PAGE EXTRACT
● ● ● ● ● ● ●
9/20/25 – Instant Off

Having reasonable suspicion allows a cop to temporarily detain an individual. However, once this suspicion is dispelled, law enforcement’s power to detain vanishes. This is true both in the traffic stop and non-traffic stop realm. I think of it as “Star Mario” where when Mario eats a star he now has the power to do something he couldn’t before, which is to touch enemies unharmed. In the criminal law case, it’s when police possess “reasonable suspicion” (or more), they now have the power to do something they couldn’t before, which is to stop someone’s movement. Didja know that just like Star Mario, the power ends instantly? That once the suspicion is satiated (or the purpose for the traffic stop is over) they instantly, not gradually, lose the power? Per Wooden v. State, 244 So. 3d 1170, 1171 (Fla. 1st DCA 2018), there is no de minimis exception to an unlawful detention.

9/19/25 – Baseless Banter

During a traffic stop, officers,  in the name of officer safety and “to get a feel for what’s going on,” may make limited inquiries into travel plans and the like. Didja know that your refusal to answer these questions cannot form the basis of reasonable suspicion? United States v. Fraizer, No. 20-4131, *14 (10th Cir. 2022)(referring to Florida v. Bostick, 501 U.S. 429, 437 (1991); Florida v. Royer, 460 U.S. 491, 498 (1983) (plurality); Brown v. Texas, 443 U.S. 47, 52–53 (1979)).

9/18/25 – Youthful Discretion

Generally speaking, a minimum mandatory sentence preempts a court’s ability to issue a downward departure. Rochester v. State, 140 So. 3d 973, 975 (Fla. 2014). Didja know that there is one notable exception? Per Bennett v. State, 24 So. 3d 693, 693 (Fla. 1st DCA 2009), a trial court has the discretion to impose a youthful offender sentence in lieu of a mandatory minimum sentence under 10/20/Life statute, even though 10/20/Life statute provides for mandatory sentencing.

9/17/25 – Rebuttal Refresh

Generally, rebuttal testimony is permitted to refute a defense theory or to impeach a defense witness. Rimmer v. State, 825 So. 2d 304 , 321-22 (Fla. 2002). Didja know that (1) discovery applies in full force to what the state presents, Hicks v. State, 400 So. 2d 955, 956 (Fla. 1981); and (2)  “the State may not introduce rebuttal evidence to explain or contradict evidence that the State itself offered.” Stoll v. State, 762 So. 2d 870, 875 (Fla. 2000)?
● ● ● ● ● ● ●
EXERCISE TASKS
(A) Render this sentence from the legal notes in Spanish: "Having reasonable suspicion allows a cop to temporarily detain an individual."
(B) Answer these questions from the legal notes:
(i) Which case do the notes dated 9/18/25 cite for a trial court's discretion to impose a youthful offender sentence in lieu of a mandatory minimum under the 10/20/Life statute?
(ii) According to the notes dated 9/20/25, what kind of exception does Wooden v. State say does not exist for an unlawful detention?
(iii) Which case do the notes dated 9/17/25 cite for the point that discovery applies in full force to what the state presents?
Rely solely on the legal notes above when responding.
● ● ● ● ● ● ●
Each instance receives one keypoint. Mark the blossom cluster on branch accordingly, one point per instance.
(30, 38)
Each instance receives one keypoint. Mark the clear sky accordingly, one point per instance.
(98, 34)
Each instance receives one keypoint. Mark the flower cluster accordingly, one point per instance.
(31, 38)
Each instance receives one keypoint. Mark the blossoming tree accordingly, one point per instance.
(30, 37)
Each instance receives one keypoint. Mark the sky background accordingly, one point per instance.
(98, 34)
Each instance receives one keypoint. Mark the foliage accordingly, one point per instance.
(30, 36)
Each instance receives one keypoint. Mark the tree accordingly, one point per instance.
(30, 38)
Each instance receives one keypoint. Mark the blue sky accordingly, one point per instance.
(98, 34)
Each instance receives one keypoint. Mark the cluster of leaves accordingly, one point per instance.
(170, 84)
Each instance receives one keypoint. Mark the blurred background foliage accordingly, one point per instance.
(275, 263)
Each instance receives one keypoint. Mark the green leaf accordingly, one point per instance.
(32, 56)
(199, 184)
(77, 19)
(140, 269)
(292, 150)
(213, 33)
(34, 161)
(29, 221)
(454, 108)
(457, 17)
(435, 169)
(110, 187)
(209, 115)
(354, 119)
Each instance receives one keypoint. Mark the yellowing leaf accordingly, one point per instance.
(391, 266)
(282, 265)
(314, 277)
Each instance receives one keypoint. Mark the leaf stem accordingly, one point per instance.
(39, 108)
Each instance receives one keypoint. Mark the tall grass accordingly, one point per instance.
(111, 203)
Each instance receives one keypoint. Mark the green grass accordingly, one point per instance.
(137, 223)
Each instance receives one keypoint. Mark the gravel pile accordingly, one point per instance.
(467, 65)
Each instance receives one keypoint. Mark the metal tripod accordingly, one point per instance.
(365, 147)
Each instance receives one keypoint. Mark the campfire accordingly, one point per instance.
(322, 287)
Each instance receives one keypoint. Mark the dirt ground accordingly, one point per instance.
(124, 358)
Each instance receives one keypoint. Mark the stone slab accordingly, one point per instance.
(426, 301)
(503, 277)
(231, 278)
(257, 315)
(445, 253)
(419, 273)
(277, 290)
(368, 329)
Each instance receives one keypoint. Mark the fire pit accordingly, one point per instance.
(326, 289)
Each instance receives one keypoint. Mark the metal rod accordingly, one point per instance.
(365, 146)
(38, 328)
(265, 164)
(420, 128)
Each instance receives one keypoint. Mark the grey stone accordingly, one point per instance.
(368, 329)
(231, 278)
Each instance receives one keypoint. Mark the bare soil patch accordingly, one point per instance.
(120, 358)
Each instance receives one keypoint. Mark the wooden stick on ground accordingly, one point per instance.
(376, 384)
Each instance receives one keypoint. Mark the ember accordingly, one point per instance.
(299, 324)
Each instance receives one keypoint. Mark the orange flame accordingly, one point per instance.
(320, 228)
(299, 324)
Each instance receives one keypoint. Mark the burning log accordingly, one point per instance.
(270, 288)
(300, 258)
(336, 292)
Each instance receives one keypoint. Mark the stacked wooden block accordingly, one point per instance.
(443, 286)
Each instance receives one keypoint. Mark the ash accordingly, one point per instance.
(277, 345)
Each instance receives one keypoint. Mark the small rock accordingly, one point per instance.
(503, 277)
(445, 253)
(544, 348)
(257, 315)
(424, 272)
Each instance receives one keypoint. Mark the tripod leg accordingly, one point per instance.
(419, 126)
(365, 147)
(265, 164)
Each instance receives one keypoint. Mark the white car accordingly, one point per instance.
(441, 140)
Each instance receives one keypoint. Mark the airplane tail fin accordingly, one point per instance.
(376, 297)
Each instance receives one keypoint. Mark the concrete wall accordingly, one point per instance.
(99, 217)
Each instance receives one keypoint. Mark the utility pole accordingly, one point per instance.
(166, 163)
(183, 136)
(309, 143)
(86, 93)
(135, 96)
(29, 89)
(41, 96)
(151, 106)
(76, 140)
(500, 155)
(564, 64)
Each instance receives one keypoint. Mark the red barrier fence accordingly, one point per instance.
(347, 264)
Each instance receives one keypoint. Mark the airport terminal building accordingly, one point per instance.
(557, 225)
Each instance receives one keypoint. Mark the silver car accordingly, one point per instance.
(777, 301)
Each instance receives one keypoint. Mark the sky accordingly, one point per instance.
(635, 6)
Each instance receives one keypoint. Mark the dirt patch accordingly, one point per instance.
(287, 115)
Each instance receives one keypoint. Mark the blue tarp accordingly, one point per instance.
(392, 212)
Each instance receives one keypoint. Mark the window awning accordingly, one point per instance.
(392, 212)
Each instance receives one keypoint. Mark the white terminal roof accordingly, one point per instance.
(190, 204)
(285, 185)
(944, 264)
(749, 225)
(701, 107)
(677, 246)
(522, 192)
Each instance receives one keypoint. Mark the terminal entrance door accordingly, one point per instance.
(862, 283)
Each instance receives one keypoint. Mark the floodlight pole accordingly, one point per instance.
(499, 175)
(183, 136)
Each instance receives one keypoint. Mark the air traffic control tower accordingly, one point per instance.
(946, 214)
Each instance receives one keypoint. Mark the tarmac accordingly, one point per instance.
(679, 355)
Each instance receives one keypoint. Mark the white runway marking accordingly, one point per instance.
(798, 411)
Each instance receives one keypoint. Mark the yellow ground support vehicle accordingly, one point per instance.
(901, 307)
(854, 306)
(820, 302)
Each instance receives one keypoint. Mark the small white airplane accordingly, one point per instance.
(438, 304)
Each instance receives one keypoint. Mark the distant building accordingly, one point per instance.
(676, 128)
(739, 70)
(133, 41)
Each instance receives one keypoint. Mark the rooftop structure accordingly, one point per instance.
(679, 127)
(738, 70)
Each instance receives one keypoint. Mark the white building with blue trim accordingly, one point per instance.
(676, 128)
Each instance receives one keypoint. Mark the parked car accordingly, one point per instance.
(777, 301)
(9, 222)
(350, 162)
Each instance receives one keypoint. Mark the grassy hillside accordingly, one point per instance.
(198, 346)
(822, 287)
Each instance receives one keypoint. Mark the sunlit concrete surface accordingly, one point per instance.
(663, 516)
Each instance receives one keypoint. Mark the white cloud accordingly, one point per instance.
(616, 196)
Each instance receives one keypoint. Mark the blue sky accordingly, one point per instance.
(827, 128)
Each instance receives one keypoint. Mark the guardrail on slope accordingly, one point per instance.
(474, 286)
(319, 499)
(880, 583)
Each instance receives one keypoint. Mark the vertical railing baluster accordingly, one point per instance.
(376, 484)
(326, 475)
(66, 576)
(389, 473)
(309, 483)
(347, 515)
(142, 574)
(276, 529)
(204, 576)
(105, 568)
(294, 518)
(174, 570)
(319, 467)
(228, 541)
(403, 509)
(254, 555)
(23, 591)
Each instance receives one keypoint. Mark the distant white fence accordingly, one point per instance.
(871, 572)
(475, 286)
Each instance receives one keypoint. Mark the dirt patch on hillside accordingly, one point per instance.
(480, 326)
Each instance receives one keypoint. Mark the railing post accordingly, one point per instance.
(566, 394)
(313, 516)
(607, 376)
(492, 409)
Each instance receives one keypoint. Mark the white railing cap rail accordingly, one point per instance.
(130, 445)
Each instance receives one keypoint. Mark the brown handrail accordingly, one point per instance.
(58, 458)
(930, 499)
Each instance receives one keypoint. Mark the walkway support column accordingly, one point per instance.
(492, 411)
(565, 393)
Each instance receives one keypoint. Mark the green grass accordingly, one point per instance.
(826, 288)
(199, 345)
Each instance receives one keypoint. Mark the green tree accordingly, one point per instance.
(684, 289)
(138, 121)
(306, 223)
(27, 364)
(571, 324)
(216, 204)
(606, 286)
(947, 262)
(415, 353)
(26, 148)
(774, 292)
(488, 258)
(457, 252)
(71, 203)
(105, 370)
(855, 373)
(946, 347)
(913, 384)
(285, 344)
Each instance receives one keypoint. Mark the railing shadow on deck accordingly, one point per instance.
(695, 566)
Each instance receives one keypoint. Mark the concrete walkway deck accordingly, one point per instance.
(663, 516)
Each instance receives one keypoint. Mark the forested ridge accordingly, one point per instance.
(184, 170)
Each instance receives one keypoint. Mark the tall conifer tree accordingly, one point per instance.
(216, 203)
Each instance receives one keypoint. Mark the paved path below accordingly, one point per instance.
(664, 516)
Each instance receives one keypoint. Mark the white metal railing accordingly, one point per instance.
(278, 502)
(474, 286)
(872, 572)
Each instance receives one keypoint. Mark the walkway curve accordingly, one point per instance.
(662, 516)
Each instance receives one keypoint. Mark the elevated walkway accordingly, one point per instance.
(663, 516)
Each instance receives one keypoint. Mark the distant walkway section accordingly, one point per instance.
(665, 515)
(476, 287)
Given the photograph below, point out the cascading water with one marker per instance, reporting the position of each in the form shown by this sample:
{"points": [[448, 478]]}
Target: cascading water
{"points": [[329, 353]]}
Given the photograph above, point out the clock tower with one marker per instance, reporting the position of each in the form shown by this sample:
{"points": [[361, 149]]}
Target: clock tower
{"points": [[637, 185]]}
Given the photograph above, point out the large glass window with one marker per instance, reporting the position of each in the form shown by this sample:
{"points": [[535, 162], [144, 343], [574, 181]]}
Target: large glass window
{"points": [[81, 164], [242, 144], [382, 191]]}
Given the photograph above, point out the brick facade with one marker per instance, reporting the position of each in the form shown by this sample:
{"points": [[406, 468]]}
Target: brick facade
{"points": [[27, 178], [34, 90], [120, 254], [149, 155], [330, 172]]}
● ● ● ● ● ● ●
RESPONSES FOR EACH TASK
(A) Tener una sospecha razonable le permite a un policía detener temporalmente a una persona.

(B)
(i) Bennett v. State, 24 So. 3d 693 (Fla. 1st DCA 2009).
(ii) A de minimis exception.
(iii) Hicks v. State, 400 So. 2d 955 (Fla. 1981).